## begin SUPPLIED INFORMATION
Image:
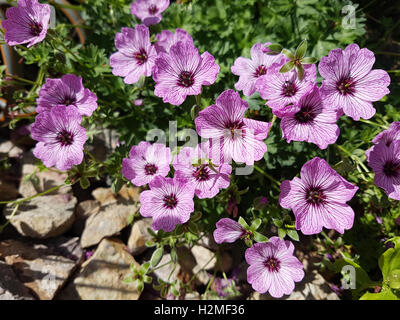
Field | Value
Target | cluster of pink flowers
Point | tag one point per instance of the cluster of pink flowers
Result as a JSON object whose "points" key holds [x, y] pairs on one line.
{"points": [[170, 200], [384, 159], [57, 127], [26, 23], [174, 62], [309, 113]]}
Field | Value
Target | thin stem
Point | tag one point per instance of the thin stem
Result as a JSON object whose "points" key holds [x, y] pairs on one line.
{"points": [[327, 238], [352, 156], [21, 79], [9, 219], [66, 6], [276, 183], [374, 124], [387, 53], [272, 123], [17, 202], [64, 46]]}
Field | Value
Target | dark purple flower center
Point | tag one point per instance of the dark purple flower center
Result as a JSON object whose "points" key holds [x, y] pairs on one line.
{"points": [[35, 28], [186, 79], [272, 264], [141, 56], [315, 195], [305, 115], [260, 71], [391, 168], [234, 126], [68, 100], [202, 173], [289, 89], [170, 201], [153, 9], [346, 86], [65, 138], [150, 169]]}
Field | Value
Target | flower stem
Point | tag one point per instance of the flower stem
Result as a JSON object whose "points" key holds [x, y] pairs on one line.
{"points": [[9, 219], [276, 183], [374, 124], [21, 79], [17, 202], [272, 123], [352, 156]]}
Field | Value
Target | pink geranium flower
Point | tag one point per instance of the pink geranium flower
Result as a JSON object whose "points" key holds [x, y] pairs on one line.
{"points": [[284, 89], [385, 162], [228, 230], [350, 84], [312, 121], [250, 70], [193, 164], [135, 56], [67, 91], [182, 72], [273, 267], [386, 137], [146, 161], [232, 136], [166, 39], [60, 136], [169, 202], [26, 23], [318, 198], [149, 11]]}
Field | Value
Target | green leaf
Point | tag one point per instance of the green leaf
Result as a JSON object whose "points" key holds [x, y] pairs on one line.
{"points": [[174, 255], [394, 279], [175, 291], [255, 224], [193, 228], [390, 260], [293, 234], [128, 279], [144, 268], [139, 285], [385, 294], [308, 60], [243, 223], [84, 182], [300, 72], [276, 47], [287, 67], [156, 257], [301, 50], [288, 54], [260, 237], [281, 233], [117, 185]]}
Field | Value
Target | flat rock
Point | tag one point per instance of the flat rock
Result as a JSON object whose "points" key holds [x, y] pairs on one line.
{"points": [[38, 266], [83, 211], [204, 257], [110, 220], [312, 287], [8, 191], [139, 235], [104, 196], [101, 277], [43, 217], [129, 194], [167, 273], [10, 287], [40, 181], [10, 150]]}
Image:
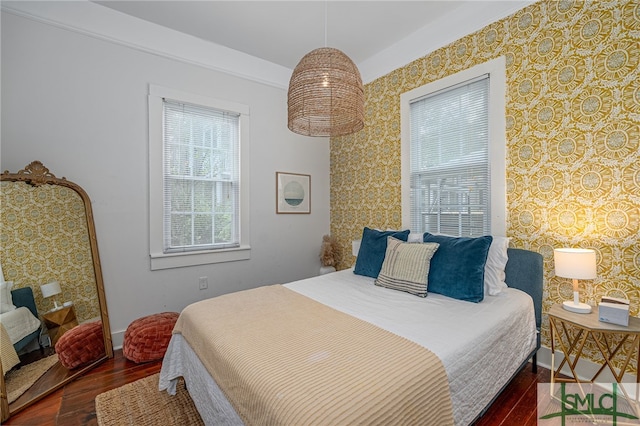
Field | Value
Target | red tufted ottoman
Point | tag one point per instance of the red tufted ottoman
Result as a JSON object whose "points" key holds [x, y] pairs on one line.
{"points": [[147, 338], [81, 345]]}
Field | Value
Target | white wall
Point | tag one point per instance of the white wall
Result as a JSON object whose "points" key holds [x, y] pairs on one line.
{"points": [[79, 105]]}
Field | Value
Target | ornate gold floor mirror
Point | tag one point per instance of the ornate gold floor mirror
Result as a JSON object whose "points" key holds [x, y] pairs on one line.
{"points": [[47, 236]]}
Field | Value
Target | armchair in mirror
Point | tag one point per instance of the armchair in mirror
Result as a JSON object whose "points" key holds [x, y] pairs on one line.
{"points": [[54, 324]]}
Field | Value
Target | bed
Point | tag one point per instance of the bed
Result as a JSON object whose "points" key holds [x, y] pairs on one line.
{"points": [[20, 318], [480, 346]]}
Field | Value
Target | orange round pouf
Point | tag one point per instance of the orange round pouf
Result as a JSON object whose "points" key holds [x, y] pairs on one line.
{"points": [[81, 345], [147, 338]]}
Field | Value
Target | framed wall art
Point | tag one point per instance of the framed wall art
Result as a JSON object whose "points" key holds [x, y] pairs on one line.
{"points": [[293, 193]]}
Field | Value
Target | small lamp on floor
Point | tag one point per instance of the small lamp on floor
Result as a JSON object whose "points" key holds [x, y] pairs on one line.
{"points": [[51, 289], [576, 264]]}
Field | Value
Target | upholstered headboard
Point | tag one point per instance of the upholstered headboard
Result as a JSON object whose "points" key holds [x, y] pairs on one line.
{"points": [[524, 271]]}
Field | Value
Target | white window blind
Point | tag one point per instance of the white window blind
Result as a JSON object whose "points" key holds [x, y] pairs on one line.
{"points": [[449, 160], [201, 168]]}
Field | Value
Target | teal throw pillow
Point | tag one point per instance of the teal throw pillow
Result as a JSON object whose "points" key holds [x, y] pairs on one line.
{"points": [[457, 268], [372, 250]]}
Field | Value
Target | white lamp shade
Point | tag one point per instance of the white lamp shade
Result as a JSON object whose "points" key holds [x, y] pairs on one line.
{"points": [[50, 289], [575, 263]]}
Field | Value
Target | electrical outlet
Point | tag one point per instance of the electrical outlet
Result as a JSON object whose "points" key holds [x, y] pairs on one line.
{"points": [[204, 283]]}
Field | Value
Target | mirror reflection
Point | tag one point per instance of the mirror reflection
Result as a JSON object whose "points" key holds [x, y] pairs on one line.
{"points": [[53, 318]]}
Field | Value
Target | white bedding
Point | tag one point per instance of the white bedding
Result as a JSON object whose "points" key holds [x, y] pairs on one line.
{"points": [[480, 344], [19, 323]]}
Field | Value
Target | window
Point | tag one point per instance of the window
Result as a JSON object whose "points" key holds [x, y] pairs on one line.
{"points": [[453, 154], [198, 205]]}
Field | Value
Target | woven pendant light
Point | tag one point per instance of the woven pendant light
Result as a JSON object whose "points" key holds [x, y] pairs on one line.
{"points": [[325, 97]]}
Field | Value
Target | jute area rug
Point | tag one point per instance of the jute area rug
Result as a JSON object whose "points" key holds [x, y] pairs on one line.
{"points": [[18, 381], [140, 403]]}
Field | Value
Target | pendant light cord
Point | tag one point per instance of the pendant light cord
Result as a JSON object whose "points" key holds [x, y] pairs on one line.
{"points": [[325, 24]]}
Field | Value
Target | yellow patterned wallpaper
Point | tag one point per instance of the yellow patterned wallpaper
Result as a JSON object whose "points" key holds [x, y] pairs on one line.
{"points": [[44, 238], [573, 140]]}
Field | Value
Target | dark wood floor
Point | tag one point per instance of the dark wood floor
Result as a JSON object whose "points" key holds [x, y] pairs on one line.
{"points": [[74, 405]]}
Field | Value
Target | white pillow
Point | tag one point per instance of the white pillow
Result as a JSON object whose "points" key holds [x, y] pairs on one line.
{"points": [[494, 268], [6, 301]]}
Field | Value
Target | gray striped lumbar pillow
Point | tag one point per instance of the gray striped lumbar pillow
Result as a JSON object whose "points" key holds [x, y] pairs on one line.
{"points": [[406, 266]]}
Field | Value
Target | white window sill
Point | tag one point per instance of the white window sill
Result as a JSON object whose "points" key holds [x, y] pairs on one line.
{"points": [[179, 260]]}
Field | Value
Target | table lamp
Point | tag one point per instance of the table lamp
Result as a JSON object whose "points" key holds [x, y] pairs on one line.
{"points": [[50, 290], [575, 264]]}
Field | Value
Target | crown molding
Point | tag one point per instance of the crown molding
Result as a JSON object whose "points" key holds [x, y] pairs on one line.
{"points": [[90, 19]]}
## end SUPPLIED INFORMATION
WHAT YOU NEED TO DO:
In this exercise, set down all of the data exactly, without the pictures.

SOLUTION TO THIS PROBLEM:
Image:
Field | Value
Target | cluster of pink flowers
Point | tag one point per instance of the cluster of pink flowers
Result as a JSON object whose "points" key holds [x, y] pairs on one line.
{"points": [[170, 200], [384, 159], [57, 127], [26, 23], [174, 62], [309, 113]]}
Field | Value
Target | thin stem
Point | tag one point per instance of the thin stem
Result as a JSON object whose "points" key holds [x, y] pairs on one line.
{"points": [[327, 238], [352, 156], [21, 79], [9, 219], [66, 6], [276, 183], [374, 124], [387, 53], [272, 123], [17, 202], [64, 46]]}
Field | Value
Target | dark purple flower center
Point | tag one point per instance of the dark purple flower center
Result as a JSON object whose "points" key holds [x, y] pairs on one line.
{"points": [[35, 28], [186, 79], [272, 264], [141, 56], [315, 195], [305, 115], [260, 71], [391, 168], [234, 126], [68, 100], [202, 173], [289, 89], [170, 201], [153, 9], [346, 86], [65, 138], [150, 169]]}
Field | Value
Target | flower stem
Point | tag one point per instance of the flower stem
Result as a JSON object whose "points" key holds [x, y] pairs on one line.
{"points": [[9, 219], [276, 183], [374, 124], [21, 79], [17, 202], [272, 123], [352, 156]]}
Field | Value
Target | pink geranium flower
Point | tag one point per instance of the pink geranium flower
Result as a JSON object whose "points" key holds [x, y] pairs on one line.
{"points": [[284, 89], [385, 162], [228, 230], [350, 84], [312, 121], [250, 70], [193, 164], [135, 56], [67, 91], [182, 72], [273, 267], [386, 137], [146, 161], [232, 136], [166, 39], [60, 136], [169, 202], [26, 23], [318, 198], [149, 11]]}
Field | Value
Target | green leaf
Point | tag one point per instance of the green leaf
Result as a JSON object whose "points" key holds [x, y] pairs on one line.
{"points": [[174, 255], [394, 279], [175, 291], [255, 224], [193, 228], [390, 260], [293, 234], [128, 279], [144, 268], [139, 285], [385, 294], [308, 60], [243, 223], [84, 182], [300, 72], [276, 47], [287, 67], [156, 257], [301, 50], [288, 54], [260, 237], [281, 233], [117, 185]]}
Field | Value
Target | flat rock
Point | tag one point per instance of the flat rock
Result as a JSON object whose "points" key holds [x, y] pairs on one line.
{"points": [[38, 266], [83, 211], [204, 257], [110, 220], [312, 287], [8, 191], [139, 235], [104, 196], [101, 277], [43, 217], [129, 194], [167, 273], [10, 287], [40, 181], [10, 150]]}
Image:
Field | Value
Target | red tufted ottoman
Point | tag one point per instance of the red tufted ottoman
Result as a JSON object whose "points" key holds [x, y] pairs on one line.
{"points": [[147, 338], [81, 345]]}
Field | Value
Target | white wall
Point | tag one point per instance of the white wall
Result as a JSON object whose "points" key holds [x, y] pairs on one line.
{"points": [[79, 105]]}
Field | Value
Target | ornate gold floor mirror
Point | tag one point per instance of the ornate gold floor mirror
Result as a JSON object whose "points" key holds [x, y] pairs on one line.
{"points": [[47, 236]]}
Field | Value
Target | armchair in mirror
Point | tag one point per instance of the armchair in mirror
Result as a JSON object whose "points" key holds [x, y] pairs on one line.
{"points": [[54, 324]]}
Field | Value
Target | bed
Point | tag one point per instance of the bed
Result as a JSON object whose "points" key holds [x, y] pairs on one line.
{"points": [[20, 318], [480, 346]]}
Field | Value
Target | orange round pouf
Point | tag one point per instance of the orange round pouf
Result as a JSON object whose "points" key holds [x, y] pairs on one line.
{"points": [[81, 345], [147, 338]]}
Field | Value
Target | framed wall art
Point | tag one point per instance of the framed wall art
Result as a JSON object whose "points" key holds [x, y] pairs on one line.
{"points": [[293, 193]]}
Field | Value
Target | small lamp on floor
Point | tag one point per instance of the small lamp on floor
Result as a JSON object whose "points" key holds [x, y] pairs on one line.
{"points": [[51, 289], [576, 264]]}
Field | Value
Target | upholstered headboard
Point | tag one point per instance of the upholstered headboard
Result as a JSON object whose "points" key holds [x, y] pairs on one line.
{"points": [[524, 271]]}
Field | Value
Target | white window blind
Point | tag one point per instance of the white window blind
Result as a JSON object whose "points" key holds [x, y] pairs on one line.
{"points": [[449, 160], [201, 168]]}
Field | Value
Target | teal throw pillow
Point | tag one point per instance of the teal throw pillow
Result as a JSON object whose "points" key holds [x, y] pairs on one line.
{"points": [[457, 268], [372, 250]]}
Field | Value
Target | white lamp shade
Point | tag one point per instance of the white lamp shade
Result as a JSON object whose "points" key holds [x, y] pairs on one line.
{"points": [[50, 289], [575, 263]]}
Field | Value
Target | electrical outlet
Point | tag one point per instance of the electrical outlet
Result as a JSON object whose "points" key holds [x, y] pairs on one line.
{"points": [[204, 283]]}
Field | Value
Target | mirror reflection
Point | tag one point per instance of the mirror reflection
Result as a JSON object whose "points" key holds [x, y] pairs on one line.
{"points": [[53, 318]]}
Field | Value
Target | white bedding
Point | tag one point per instance of the white bedding
Result as a JSON object whose "points" key holds [x, y] pairs on one line.
{"points": [[480, 344], [19, 323]]}
Field | Value
Target | window
Point | tag one point per instance of the window
Result as a JSON object whose "points" key holds [x, y] pairs on one line.
{"points": [[453, 154], [198, 205]]}
Field | Value
Target | woven pendant light
Point | tag one point per instance of the woven pendant light
Result as a JSON object whose "points" key holds [x, y] pairs on one line.
{"points": [[325, 97]]}
Field | Value
Target | jute area rug
Point | tag one point per instance of the jute area rug
Result as a JSON object whose "points" key holds [x, y] pairs on one line.
{"points": [[18, 381], [140, 403]]}
Field | Value
Target | pendant light cord
Point | tag one point per instance of the pendant light cord
Result as a JSON object whose "points" key holds [x, y] pairs on one line.
{"points": [[325, 24]]}
Field | Value
Target | yellow patterned wallpaper
Point | tag one point per instance of the yellow patterned wallpaper
Result as a JSON object whose "points" key holds [x, y] pairs on one line.
{"points": [[44, 238], [573, 140]]}
Field | Value
Target | dark wood floor
Point | tag one point per instance of the dark wood floor
Result as a JSON object whose "points" key holds [x, y] pairs on one line.
{"points": [[74, 405]]}
Field | Value
Target | white pillow
Point | tag one point per instance of the white pillow
Result as a JSON object whose "points" key holds [x, y] pairs on one line.
{"points": [[494, 268], [6, 301]]}
Field | Value
Target | gray striped lumbar pillow
Point | tag one point per instance of the gray striped lumbar pillow
Result as a JSON object whose "points" key holds [x, y] pairs on one line.
{"points": [[406, 266]]}
Field | Value
Target | white window sill
Point | tag one point per instance of the white window sill
Result as a JSON object whose "points" key holds [x, y] pairs on one line.
{"points": [[179, 260]]}
Field | Value
Target | table lamp
Point | tag one point per instance of the table lamp
Result as a JSON object whose "points" key holds [x, y] pairs on one line.
{"points": [[50, 290], [575, 264]]}
Field | Value
Target | crown molding
Point | tag one point per instance of the crown molding
Result as a JSON object whose "points" key holds [x, y] pairs on one line.
{"points": [[90, 19]]}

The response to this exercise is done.